Rewrite the rows starting with the line containing "Where can you spot the windshield" and going on through the end of the rows, replacing "front wheel" with "rear wheel" and leaving everything else unchanged.

= = = =

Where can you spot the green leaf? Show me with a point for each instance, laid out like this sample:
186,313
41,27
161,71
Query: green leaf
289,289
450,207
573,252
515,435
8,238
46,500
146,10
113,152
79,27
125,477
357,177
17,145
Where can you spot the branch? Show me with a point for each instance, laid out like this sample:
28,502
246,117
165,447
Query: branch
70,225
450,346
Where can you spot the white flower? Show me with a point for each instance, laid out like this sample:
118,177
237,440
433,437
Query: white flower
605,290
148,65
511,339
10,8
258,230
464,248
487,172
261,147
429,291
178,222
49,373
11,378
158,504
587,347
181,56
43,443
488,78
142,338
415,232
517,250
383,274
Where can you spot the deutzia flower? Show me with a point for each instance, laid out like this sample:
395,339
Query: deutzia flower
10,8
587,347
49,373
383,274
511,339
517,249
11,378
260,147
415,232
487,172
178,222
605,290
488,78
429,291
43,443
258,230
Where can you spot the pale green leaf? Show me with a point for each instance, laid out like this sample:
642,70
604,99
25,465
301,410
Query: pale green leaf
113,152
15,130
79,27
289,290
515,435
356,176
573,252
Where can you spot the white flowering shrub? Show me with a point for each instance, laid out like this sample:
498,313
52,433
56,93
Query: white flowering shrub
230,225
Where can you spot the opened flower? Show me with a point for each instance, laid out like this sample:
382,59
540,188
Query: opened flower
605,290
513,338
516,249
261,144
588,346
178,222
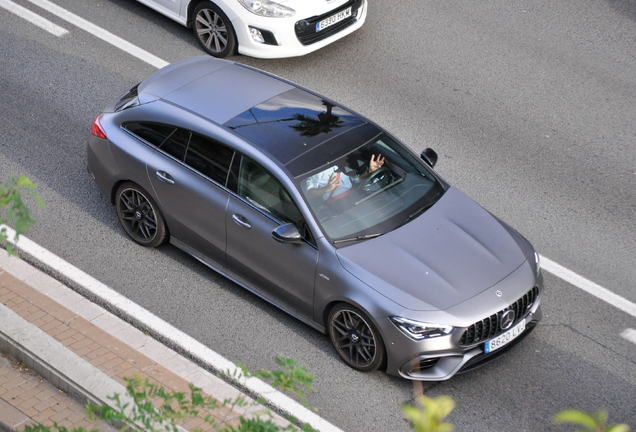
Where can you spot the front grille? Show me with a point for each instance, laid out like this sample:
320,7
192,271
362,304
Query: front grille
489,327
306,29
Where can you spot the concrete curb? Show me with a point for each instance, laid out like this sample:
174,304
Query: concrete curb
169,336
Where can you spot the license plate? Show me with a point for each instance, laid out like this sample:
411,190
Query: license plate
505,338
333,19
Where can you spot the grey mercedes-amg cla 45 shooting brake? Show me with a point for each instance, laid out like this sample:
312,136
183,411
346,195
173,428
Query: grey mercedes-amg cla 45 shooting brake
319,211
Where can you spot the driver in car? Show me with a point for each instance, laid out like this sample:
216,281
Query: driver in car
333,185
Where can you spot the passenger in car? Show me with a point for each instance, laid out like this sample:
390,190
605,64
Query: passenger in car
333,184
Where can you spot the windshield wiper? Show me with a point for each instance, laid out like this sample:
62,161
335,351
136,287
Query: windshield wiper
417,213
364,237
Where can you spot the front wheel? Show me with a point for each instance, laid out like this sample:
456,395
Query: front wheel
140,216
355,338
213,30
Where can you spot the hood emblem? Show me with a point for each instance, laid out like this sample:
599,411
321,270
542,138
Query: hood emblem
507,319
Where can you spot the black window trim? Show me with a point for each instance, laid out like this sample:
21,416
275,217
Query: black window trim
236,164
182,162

= = = =

→ **Solution**:
Where can you spot the windshield wiper? Show me with a point for each instance, laid out like this sample:
62,161
335,351
136,287
Query: windshield wiper
417,213
364,237
Where can you spot the rear wheel? Show me with a point for each instance, laid out like this sample:
456,395
Query: rear wheel
140,216
355,338
213,30
Where can you spot the hood emblem? Show me with a point for each instance, laid out like this sample:
599,411
321,270
542,138
Query: hood emblem
507,319
Where can you spot the black window trim? Show me with a point for each instance, laid out like this sample:
21,416
275,217
Query: black window trim
236,164
182,162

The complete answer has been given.